** Tarea escrita 1 **
Cambia "surfboard" por "bodyboard" en los registros, desde la línea que contiene "Drop one marker on each instance of the boy" hasta la que contiene "[[616, 206]]", ambas incluidas, y reproduce ese tramo sin ninguna otra modificación.

“Nos hace falta construir los vínculos sociales en justicia y solidaridad, y para eso es muy importante que nos reconozcamos iguales en dignidad a los ojos de Dios y a los ojos de cada uno de nosotros.”
Monseñor Jorge Lozano
América Latina no es el Continente más pobre del Planeta, pero sí el de mayor desigualdad. La diferencia entre los pocos más ricos y los muchos más pobres ha tenido oscilaciones en las últimas décadas, pero permanece un escandaloso proceso de concentración económica.
Esto se favorece por el crecimiento del sector financiero por encima del productivo, con lo cual se deterioran las fuentes de trabajo, perjudicando especialmente a los más pobres.
Nos dice Francisco que “la inequidad no afecta sólo a individuos, sino a países enteros, y obliga a pensar en una ética de las relaciones internacionales” (LS 51).
Dividiremos esta reflexión en tres partes. La primera en torno a los fundamentos de la igualdad o desigualdad; la segunda, respecto de las desigualdades que podemos percibir hoy en Argentina; y la tercera, más breve, de conclusión.
Fundamentos de la igualdad
¿De qué hablamos cuando nos referimos a igualdad o desigualdad en la sociedad? ¿Qué queremos expresar?
Coincidiremos en que hay desigualdades no solamente aceptadas sino justamente necesarias. Por ejemplo, si organizamos un campeonato de fútbol para niños es indispensable que establezcamos franjas de edades, ya que no están en las mismas condiciones quienes tienen 7 años que los de 10; no da lo mismo conformar un equipo de fútbol con adolescentes de 12 años que de 17. Hay cuestiones que tienen que ver con el desarrollo, con el tiempo, y que marcan desigualdades que deben ser tenidas en cuenta. Lo mismo podemos considerar en el trabajo, no es lo mismo trabajar a los 20 años que a los 15 o a los 10, ni en el tipo de tarea ni en su legitimidad.

** Datos de entrada **
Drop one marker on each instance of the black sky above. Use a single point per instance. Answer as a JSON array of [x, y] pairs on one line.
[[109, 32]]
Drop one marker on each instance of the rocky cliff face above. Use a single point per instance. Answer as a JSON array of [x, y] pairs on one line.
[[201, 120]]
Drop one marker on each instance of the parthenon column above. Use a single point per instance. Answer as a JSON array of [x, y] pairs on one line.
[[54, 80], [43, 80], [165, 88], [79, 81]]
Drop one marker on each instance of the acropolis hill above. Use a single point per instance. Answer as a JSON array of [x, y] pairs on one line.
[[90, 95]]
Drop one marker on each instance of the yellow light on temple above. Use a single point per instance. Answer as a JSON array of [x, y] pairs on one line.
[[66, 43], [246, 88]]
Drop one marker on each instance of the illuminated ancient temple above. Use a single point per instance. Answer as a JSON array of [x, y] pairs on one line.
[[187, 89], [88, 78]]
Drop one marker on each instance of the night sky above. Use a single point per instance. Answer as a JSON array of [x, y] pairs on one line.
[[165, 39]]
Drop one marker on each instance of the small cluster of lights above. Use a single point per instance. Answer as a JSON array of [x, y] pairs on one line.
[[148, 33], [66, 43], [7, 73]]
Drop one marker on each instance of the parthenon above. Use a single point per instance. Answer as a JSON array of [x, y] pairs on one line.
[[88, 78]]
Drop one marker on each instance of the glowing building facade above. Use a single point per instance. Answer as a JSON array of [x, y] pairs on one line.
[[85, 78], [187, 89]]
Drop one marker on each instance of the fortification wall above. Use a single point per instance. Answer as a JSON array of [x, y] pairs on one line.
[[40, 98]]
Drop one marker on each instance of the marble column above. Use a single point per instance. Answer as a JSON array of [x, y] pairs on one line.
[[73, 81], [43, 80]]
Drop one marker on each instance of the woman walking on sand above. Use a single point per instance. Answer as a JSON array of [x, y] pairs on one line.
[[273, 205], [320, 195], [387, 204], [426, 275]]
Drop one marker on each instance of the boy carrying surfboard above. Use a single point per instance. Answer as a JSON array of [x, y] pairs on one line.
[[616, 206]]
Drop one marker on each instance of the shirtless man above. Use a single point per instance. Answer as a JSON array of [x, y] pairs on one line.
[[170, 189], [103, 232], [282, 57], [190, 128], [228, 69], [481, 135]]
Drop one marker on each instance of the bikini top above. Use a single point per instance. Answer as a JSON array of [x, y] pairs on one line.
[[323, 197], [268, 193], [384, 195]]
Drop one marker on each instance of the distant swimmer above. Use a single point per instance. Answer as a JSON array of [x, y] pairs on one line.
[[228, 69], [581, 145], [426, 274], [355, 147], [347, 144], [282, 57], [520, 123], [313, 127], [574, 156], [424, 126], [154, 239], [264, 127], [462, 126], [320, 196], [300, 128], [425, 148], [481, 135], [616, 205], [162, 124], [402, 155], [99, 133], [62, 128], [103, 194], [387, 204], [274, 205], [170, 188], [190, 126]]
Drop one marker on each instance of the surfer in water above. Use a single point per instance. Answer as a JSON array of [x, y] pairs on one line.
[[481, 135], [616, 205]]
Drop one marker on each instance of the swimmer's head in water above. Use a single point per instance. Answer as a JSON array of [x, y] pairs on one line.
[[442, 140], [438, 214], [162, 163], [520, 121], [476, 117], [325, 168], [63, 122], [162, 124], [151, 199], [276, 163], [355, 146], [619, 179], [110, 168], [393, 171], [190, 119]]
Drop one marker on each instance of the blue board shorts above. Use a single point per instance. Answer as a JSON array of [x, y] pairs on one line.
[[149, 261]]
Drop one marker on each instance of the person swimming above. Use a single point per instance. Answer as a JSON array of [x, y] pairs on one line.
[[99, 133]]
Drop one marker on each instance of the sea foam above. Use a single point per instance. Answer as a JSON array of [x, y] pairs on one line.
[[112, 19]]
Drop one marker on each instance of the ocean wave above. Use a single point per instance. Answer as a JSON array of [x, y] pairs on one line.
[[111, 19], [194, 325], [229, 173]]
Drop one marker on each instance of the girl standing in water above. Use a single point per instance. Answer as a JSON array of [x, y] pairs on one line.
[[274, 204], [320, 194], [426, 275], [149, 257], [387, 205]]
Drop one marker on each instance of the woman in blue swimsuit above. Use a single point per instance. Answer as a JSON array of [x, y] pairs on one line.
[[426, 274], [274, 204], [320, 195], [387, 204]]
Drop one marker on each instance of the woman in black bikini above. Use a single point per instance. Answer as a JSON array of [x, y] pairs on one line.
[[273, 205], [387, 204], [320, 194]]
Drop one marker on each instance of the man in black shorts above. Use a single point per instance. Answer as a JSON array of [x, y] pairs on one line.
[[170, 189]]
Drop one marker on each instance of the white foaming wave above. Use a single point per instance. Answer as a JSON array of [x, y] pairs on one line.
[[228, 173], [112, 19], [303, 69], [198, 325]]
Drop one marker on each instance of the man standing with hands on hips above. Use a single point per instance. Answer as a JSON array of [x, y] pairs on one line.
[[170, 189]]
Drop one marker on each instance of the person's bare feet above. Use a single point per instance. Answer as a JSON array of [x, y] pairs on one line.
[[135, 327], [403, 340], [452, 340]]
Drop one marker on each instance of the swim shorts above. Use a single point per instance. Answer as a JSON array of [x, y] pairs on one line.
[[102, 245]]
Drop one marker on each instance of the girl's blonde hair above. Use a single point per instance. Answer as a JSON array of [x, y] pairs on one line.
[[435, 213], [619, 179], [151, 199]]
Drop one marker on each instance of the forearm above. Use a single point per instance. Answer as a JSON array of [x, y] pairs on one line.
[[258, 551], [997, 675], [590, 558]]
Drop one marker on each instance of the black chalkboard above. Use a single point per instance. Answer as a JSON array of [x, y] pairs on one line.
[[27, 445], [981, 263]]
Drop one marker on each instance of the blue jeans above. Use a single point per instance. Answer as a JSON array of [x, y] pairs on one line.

** Tarea escrita 2 **
Según el texto proporcionado, ¿qué sector crece por encima del productivo?

** Resultado correcto 1 **
Drop one marker on each instance of the boy carrying bodyboard above. Use a single point per instance. Answer as a JSON array of [x, y] pairs on one line.
[[616, 206]]

** Resultado correcto 2 **
El sector financiero.